Subtractive color mixing is what happens when you mix pigments, such as paints or inks. This is used most often in color printing, where different amounts of cyan, yellow, and magenta (CMYK) are mixed to produce all the colors. The subtractive method also includes the traditional red-yellow-blue (RYB) of traditional painting, although mixing all the colors in the RYB scale will yield not black, but brownish grey.

For the purpose of this article, we will only focus on subtractive color mixing in traditional painting, which uses red, yellow, and blue (RYB).

Color Wheel

The Color Wheel is the representation of the primary, secondary, and tertiary (or more) colors. These can be really simple or very complex.  The color wheel that is most familiar is a circle or ring, with a gradient of fully saturated colors on the outside of the wheel.  This is a good basic representation of color theory, and one I will use here.

The earliest mentions of color theory first appeared around 1435 by Italian artist and philosopher Leone Battista Alberti, and around the same time by Leonardo da Vinci. More in depth color theory principals as well as the first color wheel was written by Sir Isaac Newton in his book Opticks, 1704.  The first true color wheel as we know it today was created by German poet Johann Wolfgang von Goethe.  It was based on the idea that red yellow and blue are the primary colors from which all other colors are created.

Although only twelve basic colors are described here, in reality the color wheel is an infinite gradient between all the colors, as well as black, white and gray.  There are, of course, colors beyond tertiary, and are the result of gradual mixing of two colors. The Munsell color system represents hue, value, and chroma of all colors in a three dimensional color sphere, and is more comprehensive than the traditional color wheel.

Primary Colors

Primary Colors

The primary colors are the colors that are considered to be the foundation of all colors.  In this case, we are talking about red, yellow and blue.  These colors theoretically be mixed to create all the other colors.

====

### Short problem 1
Reproduce the color theory passage above word for word, in full.

### A run of records
====

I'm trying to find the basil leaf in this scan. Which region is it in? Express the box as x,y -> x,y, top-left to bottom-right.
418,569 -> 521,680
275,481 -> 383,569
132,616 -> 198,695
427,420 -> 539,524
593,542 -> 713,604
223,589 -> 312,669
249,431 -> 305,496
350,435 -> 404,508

====

### Short problem 2
Write out every line of the listing above again, requests included, with each box coordinate in the answers decreased by 7.

### Written reply 1
Subtractive color mixing is what happens when you mix pigments, such as paints or inks. This is used most often in color printing, where different amounts of cyan, yellow, and magenta (CMYK) are mixed to produce all the colors. The subtractive method also includes the traditional red-yellow-blue (RYB) of traditional painting, although mixing all the colors in the RYB scale will yield not black, but brownish grey.

For the purpose of this article, we will only focus on subtractive color mixing in traditional painting, which uses red, yellow, and blue (RYB).

Color Wheel

The Color Wheel is the representation of the primary, secondary, and tertiary (or more) colors. These can be really simple or very complex.  The color wheel that is most familiar is a circle or ring, with a gradient of fully saturated colors on the outside of the wheel.  This is a good basic representation of color theory, and one I will use here.

The earliest mentions of color theory first appeared around 1435 by Italian artist and philosopher Leone Battista Alberti, and around the same time by Leonardo da Vinci. More in depth color theory principals as well as the first color wheel was written by Sir Isaac Newton in his book Opticks, 1704.  The first true color wheel as we know it today was created by German poet Johann Wolfgang von Goethe.  It was based on the idea that red yellow and blue are the primary colors from which all other colors are created.

Although only twelve basic colors are described here, in reality the color wheel is an infinite gradient between all the colors, as well as black, white and gray.  There are, of course, colors beyond tertiary, and are the result of gradual mixing of two colors. The Munsell color system represents hue, value, and chroma of all colors in a three dimensional color sphere, and is more comprehensive than the traditional color wheel.

Primary Colors

Primary Colors

The primary colors are the colors that are considered to be the foundation of all colors.  In this case, we are talking about red, yellow and blue.  These colors theoretically be mixed to create all the other colors.

### Written reply 2
I'm trying to find the basil leaf in this scan. Which region is it in? Express the box as x,y -> x,y, top-left to bottom-right.
411,562 -> 514,673
268,474 -> 376,562
125,609 -> 191,688
420,413 -> 532,517
586,535 -> 706,597
216,582 -> 305,662
242,424 -> 298,489
343,428 -> 397,501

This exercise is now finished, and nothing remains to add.